Excerpted text:
* START *
There is a tendency to place figures in the Bible on a pedestal, just because they are in the Bible. But the Bible records truth, and other than Jesus that truth doesn’t always reflect well on the figures we read about. Today, a close look shows Habakkuk the prophet, maybe not as a bad figure, but as a figure just like us, who honestly tries to seek God, but his seeking is more to stuff God’s suggestion box, than to find His will.
The book of Habakkuk is poetry written like as a stage play. It’s a script between the prophet and God. Unfortunately, it reads like a stage play that took out all the stage directions, and the places where it says which person is talking. I even cheated this morning, you can see in the bulletin, and added in one direction in a parenthesis at verse 5 to make it a bit clearer.
Habakkuk began his ministry as a prophet during the reign of a godly king, Josiah. This king spent years getting rid of the worship of false gods but when he died, the people turned back to idolatry. Habakkuk opens with the prophet crying out to God to change their hearts back to God.
In the first four verses, Habakkuk condemns the spiritual and moral decay in Jerusalem, and honestly, it sounds like an echo of people down through the ages. “God, Violence and immorality are getting worse, it’s not like it was when I was a kid anymore! What’s Your Plan God, because I’m watching the nation I love destroy itself? Why don’t you do something about this mess!”
Habakkuk sees a problem he knows God can fix and asks God to Do Something!!! He sounds like any of us.
Here’s the deal. God answers! But not how he wanted. In verses 5,6:
5 “Look at the nations and pay attention! You will be shocked and amazed! For I will do something … that you will not believe …
I am about to empower the Babylonians, that ruthless and greedy nation. They sweep across the surface of the earth, seizing dwelling places that do not belong to them. (then God describes how the Babylonians will destroy Judah and Jerusalem and take them captive.)
Obviously not the answer he expected. God says His plan to restore his people to humility and to end their idolatry, … is to allow an even more arrogant, bitter, and idolatrous people to make the people of Judah slaves. And God will even allow the Babylonians to say that their false gods are stronger than the True God in their victory.
Let’s make a modern analogy. Frustrated with the moral decay that we see around us, we pray to the Lord to do something about the United States. And the Lord hears us, and responds. The Lord tells us that the Taliban and ISIS are going to conquer our country to pound us into submission. To help America to get rid of the injustice, and immorality, God will remove our Government, and put us under a Califate that will attribute all its victories to Allah’s superiority.
To help us understand our need to not worship the god of money and pleasure, all our men will become slaves. All our women will wear hijabs and not be allowed to speak or travel in public anymore until we learn our lesson.
You can see why Habakkuk is upset. Obviously, if you were Habakkuk, this is not what you wanted to hear. You wanted to hear how the Lord was going to raise up a godly king.
How this king and the priesthood would lead the people back from idolatry. Verse 12 (begin) shows Habakkuk’s attempt to negotiate with God, and Prophet-splain why God has this all wrong.
* END *
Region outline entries
* START *
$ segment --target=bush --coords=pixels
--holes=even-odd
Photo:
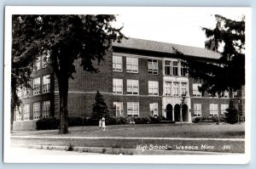
[[[59,128],[60,120],[55,117],[39,119],[37,122],[37,130],[53,130]]]

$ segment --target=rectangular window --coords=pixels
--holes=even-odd
[[[113,71],[123,70],[123,59],[121,56],[113,56]]]
[[[149,104],[150,115],[158,116],[158,103]]]
[[[138,72],[138,59],[137,58],[126,58],[126,71],[130,73]]]
[[[127,102],[127,116],[139,116],[138,102]]]
[[[43,93],[49,93],[50,78],[49,75],[43,76]]]
[[[178,76],[178,62],[177,61],[172,62],[172,75]]]
[[[172,75],[172,61],[165,61],[165,75]]]
[[[148,73],[158,75],[158,61],[156,59],[148,59]]]
[[[24,104],[23,106],[23,117],[24,121],[29,121],[30,119],[30,107],[29,104]]]
[[[200,83],[193,83],[193,97],[201,98],[201,93],[199,92],[198,87],[201,87]]]
[[[22,121],[22,111],[20,106],[16,106],[15,109],[15,114],[16,115],[16,121]]]
[[[33,71],[39,70],[41,68],[41,58],[38,57],[33,65]]]
[[[201,116],[201,104],[194,104],[194,116]]]
[[[148,81],[148,95],[149,96],[158,96],[158,82],[157,81]]]
[[[166,82],[166,96],[172,95],[172,82]]]
[[[113,110],[115,116],[124,116],[123,102],[113,102]]]
[[[38,120],[40,118],[40,102],[33,104],[33,119]]]
[[[139,84],[138,80],[127,79],[127,94],[138,95]]]
[[[188,88],[188,83],[186,82],[182,82],[181,83],[181,93],[182,96],[187,96],[187,88]]]
[[[113,79],[113,93],[123,94],[123,79]]]
[[[43,68],[45,68],[49,63],[49,55],[43,55]]]
[[[179,83],[178,82],[173,82],[173,96],[178,96],[178,90],[179,90]]]
[[[33,79],[33,95],[40,94],[40,77]]]
[[[187,76],[187,68],[183,62],[181,62],[180,74],[182,76]]]
[[[218,104],[210,104],[210,115],[218,115]]]
[[[49,117],[50,115],[50,102],[49,100],[43,102],[43,117]]]
[[[224,115],[227,111],[226,109],[229,108],[229,104],[220,104],[220,114]]]

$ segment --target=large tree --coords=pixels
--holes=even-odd
[[[67,133],[68,79],[75,72],[74,60],[86,71],[97,72],[111,43],[125,37],[122,28],[113,27],[114,15],[13,15],[13,58],[32,63],[40,55],[49,56],[60,95],[60,132]],[[18,30],[15,30],[18,29]],[[31,72],[27,72],[30,76]],[[12,90],[15,91],[15,90]]]
[[[207,91],[212,95],[240,90],[245,84],[244,17],[238,21],[221,15],[215,15],[215,18],[213,29],[203,27],[202,30],[208,38],[208,48],[218,52],[221,57],[213,62],[191,57],[185,57],[184,61],[189,76],[201,81],[200,91]]]

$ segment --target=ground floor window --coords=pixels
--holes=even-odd
[[[124,116],[123,102],[113,102],[113,110],[115,116]]]
[[[127,102],[127,116],[139,116],[138,102]]]
[[[37,120],[40,117],[40,102],[33,104],[33,119]]]
[[[201,116],[201,104],[194,104],[194,116]]]
[[[21,115],[21,107],[16,106],[15,109],[15,114],[16,115],[16,121],[21,121],[22,120],[22,115]]]
[[[224,115],[227,111],[226,109],[229,108],[229,104],[220,104],[220,113],[221,115]]]
[[[49,117],[50,115],[50,102],[49,100],[43,102],[43,117]]]
[[[215,116],[218,115],[218,104],[210,104],[210,115]]]
[[[149,104],[150,115],[158,116],[158,103]]]
[[[24,107],[23,107],[23,115],[24,115],[24,121],[29,121],[29,118],[30,118],[29,104],[24,104]]]

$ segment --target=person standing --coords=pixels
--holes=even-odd
[[[104,116],[102,116],[102,130],[105,131],[106,130],[106,123],[105,123]]]
[[[100,130],[102,130],[102,119],[100,119],[99,121],[99,127],[100,127]]]

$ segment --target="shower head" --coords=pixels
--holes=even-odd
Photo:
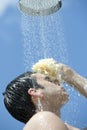
[[[19,8],[24,14],[45,16],[58,11],[61,0],[19,0]]]

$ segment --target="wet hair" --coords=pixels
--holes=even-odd
[[[8,112],[23,123],[26,123],[36,113],[35,105],[28,94],[28,89],[33,88],[31,74],[31,72],[26,72],[15,78],[7,85],[3,93],[4,104]]]

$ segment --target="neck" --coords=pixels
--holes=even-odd
[[[38,103],[36,106],[36,112],[50,111],[50,112],[53,112],[54,114],[56,114],[58,117],[61,116],[60,109],[61,109],[61,107],[55,107],[55,106],[51,105],[49,102],[44,103],[44,102],[40,102],[40,100],[38,100]]]

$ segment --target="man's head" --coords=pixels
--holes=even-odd
[[[8,112],[24,123],[35,113],[35,106],[28,94],[29,88],[33,88],[31,72],[24,73],[10,82],[3,94]]]
[[[43,110],[59,108],[68,95],[60,85],[42,74],[24,73],[11,81],[4,92],[4,104],[17,120],[26,123],[38,111],[38,98]]]

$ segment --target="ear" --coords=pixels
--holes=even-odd
[[[30,88],[28,90],[28,94],[31,95],[34,99],[41,98],[43,99],[44,95],[40,92],[40,90],[36,90],[35,88]]]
* END *
To be done:
**a.** According to the sermon excerpt, during which king's reign did Habakkuk begin his ministry as a prophet?
**b.** Reproduce everything in the sermon excerpt from "To help us understand" down to "a godly king.".

Task responses:
**a.** Josiah

**b.**
To help us understand our need to not worship the god of money and pleasure, all our men will become slaves. All our women will wear hijabs and not be allowed to speak or travel in public anymore until we learn our lesson.
You can see why Habakkuk is upset. Obviously, if you were Habakkuk, this is not what you wanted to hear. You wanted to hear how the Lord was going to raise up a godly king.